### ACTIVITY
Reproduce the data that follows precisely.

─── GIVEN INFORMATION ───

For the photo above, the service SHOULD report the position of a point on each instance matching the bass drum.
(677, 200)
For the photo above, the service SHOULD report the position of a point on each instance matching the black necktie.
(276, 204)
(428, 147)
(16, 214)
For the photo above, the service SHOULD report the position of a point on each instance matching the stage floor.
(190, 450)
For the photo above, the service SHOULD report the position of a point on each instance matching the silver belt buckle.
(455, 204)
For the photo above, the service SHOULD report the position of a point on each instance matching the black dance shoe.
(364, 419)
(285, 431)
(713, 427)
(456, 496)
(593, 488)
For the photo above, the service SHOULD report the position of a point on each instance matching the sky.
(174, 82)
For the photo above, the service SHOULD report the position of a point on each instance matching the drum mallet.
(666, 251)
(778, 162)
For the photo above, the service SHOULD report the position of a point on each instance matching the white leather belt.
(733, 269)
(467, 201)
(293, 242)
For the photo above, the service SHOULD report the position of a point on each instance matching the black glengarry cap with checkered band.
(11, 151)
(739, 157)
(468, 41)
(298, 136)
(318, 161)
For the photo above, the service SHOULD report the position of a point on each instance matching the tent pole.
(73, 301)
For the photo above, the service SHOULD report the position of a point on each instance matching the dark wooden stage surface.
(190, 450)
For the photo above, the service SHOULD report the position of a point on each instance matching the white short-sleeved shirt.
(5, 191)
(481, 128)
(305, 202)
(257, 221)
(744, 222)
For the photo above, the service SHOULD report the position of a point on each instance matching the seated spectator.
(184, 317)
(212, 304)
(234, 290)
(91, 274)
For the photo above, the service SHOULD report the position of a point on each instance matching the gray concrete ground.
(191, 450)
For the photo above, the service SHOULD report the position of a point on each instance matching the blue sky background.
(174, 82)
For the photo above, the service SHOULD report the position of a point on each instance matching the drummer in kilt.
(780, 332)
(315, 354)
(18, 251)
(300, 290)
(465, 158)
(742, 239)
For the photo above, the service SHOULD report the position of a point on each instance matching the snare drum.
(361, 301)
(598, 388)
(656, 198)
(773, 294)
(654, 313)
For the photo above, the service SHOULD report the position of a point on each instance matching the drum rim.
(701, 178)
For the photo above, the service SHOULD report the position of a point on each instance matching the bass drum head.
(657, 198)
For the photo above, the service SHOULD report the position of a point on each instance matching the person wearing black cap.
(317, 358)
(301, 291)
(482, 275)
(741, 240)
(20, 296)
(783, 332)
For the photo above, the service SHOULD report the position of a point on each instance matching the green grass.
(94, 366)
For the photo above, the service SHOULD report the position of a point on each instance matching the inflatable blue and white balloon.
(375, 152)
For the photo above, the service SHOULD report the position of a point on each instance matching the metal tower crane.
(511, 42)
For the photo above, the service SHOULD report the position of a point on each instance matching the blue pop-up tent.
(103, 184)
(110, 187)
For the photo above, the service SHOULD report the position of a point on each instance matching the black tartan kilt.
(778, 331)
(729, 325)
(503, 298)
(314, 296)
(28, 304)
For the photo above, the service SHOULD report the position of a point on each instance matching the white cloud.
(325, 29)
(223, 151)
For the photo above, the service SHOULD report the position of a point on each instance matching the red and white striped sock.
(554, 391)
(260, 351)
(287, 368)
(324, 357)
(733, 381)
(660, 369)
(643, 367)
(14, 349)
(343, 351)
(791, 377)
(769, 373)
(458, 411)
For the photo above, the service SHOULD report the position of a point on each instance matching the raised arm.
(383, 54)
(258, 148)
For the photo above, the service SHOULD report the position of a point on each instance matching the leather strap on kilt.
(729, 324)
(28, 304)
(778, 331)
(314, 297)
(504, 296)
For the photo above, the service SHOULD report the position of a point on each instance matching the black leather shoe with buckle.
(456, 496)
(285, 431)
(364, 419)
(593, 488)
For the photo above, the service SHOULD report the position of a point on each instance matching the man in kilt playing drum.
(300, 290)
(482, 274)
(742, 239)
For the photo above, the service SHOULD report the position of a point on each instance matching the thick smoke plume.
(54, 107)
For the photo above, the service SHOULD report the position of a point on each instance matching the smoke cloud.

───

### TASK RESULT
For the photo above, the service SHOULD report the position of a point on each instance matching the bass drum.
(677, 200)
For the photo above, the service SHOULD report the position of a point on each instance matching the black necktie.
(276, 204)
(428, 147)
(16, 214)
For the photo above, the service SHOULD report the position of a point on each instance matching the stage floor.
(190, 450)
For the photo above, the service SHOULD report the position of a point on each instance matching the silver belt buckle.
(455, 204)
For the photo above, the service SHOULD report the position of a point on each instance matching the black dance shoe.
(364, 419)
(285, 431)
(713, 427)
(456, 496)
(593, 488)
For the photo above, the service SHOULD report the position of a point on each instance matching the sky.
(174, 82)
For the photo above, the service SHOULD report the position of a point on each instance matching the drum mallet.
(666, 251)
(778, 162)
For the photo above, the service SHOULD report the position of a point on each instance matching the white leather belt.
(733, 269)
(467, 201)
(293, 242)
For the photo above, the service SHOULD report the position of a point on each instance matching the black glengarry cap with checkered band.
(11, 151)
(739, 157)
(468, 41)
(298, 136)
(318, 161)
For the photo above, the service SHOULD report the position of a point on each instance matching the tent pole.
(73, 301)
For the photo above, the service SHOULD report the position of a point on each instance matching the dark wooden stage surface.
(190, 450)
For the photo above, the service SHOULD report the position of a point on each instance matching the white short-sleeved shirt.
(5, 191)
(481, 128)
(305, 202)
(257, 221)
(744, 222)
For the photo above, the service SHOULD report the position of a point on each instance matching the seated spectator.
(184, 317)
(212, 304)
(234, 290)
(91, 274)
For the photo above, the service SHOULD report the position of a point on each instance matching the gray concrete ground.
(191, 450)
For the photo above, the service SHOULD report the position of a point on each instance matching the blue sky background.
(174, 82)
For the photo above, the service SHOULD report the position of a point on each instance matching the drummer in kilt.
(780, 332)
(315, 354)
(18, 251)
(300, 290)
(465, 158)
(742, 239)
For the photo above, the service SHOULD report the position of a point on each instance matching the snare drum.
(361, 301)
(598, 388)
(656, 198)
(773, 294)
(654, 313)
For the photo above, the service SHOULD report the position of a point on each instance matching the drum rim.
(701, 178)
For the photo above, the service SHOULD report the position of a point on each instance matching the bass drum head.
(657, 198)
For the photo above, the service SHOULD report the position of a point on each instance matching the person wearing black cap.
(317, 358)
(301, 291)
(482, 275)
(741, 240)
(20, 296)
(783, 332)
For the photo above, the service SHOULD report the position of a point on each instance matching the green grass.
(94, 366)
For the photo above, the service SHOULD report the position of a point on each instance matching the inflatable blue and white balloon.
(375, 152)
For the photo above, the service SHOULD report the position of a point on each instance matching the metal tower crane.
(511, 42)
For the photo above, the service SHOULD report the position of a point on each instance matching the blue pop-up tent.
(103, 184)
(110, 187)
For the photo above, the service SHOULD report the position of a point on each instance matching the black tartan kilt.
(778, 331)
(729, 325)
(503, 298)
(314, 296)
(28, 304)
For the photo above, the service SHOULD report the position of a point on each instance matching the white cloud.
(325, 29)
(223, 151)
For the photo above, the service SHOULD report the position of a point on each instance matching the red and white striped sock.
(554, 391)
(260, 351)
(287, 368)
(324, 357)
(733, 381)
(660, 369)
(643, 367)
(14, 349)
(343, 351)
(791, 377)
(769, 373)
(458, 411)
For the photo above, the service SHOULD report the position of a point on each instance matching the raised arm.
(383, 54)
(258, 148)
For the photo above, the service SHOULD report the position of a point on each instance matching the leather strap on kilt.
(729, 324)
(28, 304)
(778, 331)
(314, 297)
(504, 296)
For the photo above, the service SHOULD report the position of a point on each instance matching the black leather shoe with buckle.
(456, 496)
(285, 431)
(364, 419)
(593, 488)
For the photo above, the service SHOULD report the position of a point on each instance matching the man in kilt playing drum.
(300, 290)
(482, 274)
(742, 239)
For the photo above, the service SHOULD report the position of a point on each instance matching the thick smoke plume.
(54, 107)
For the photo above, the service SHOULD report the position of a point on each instance matching the smoke cloud.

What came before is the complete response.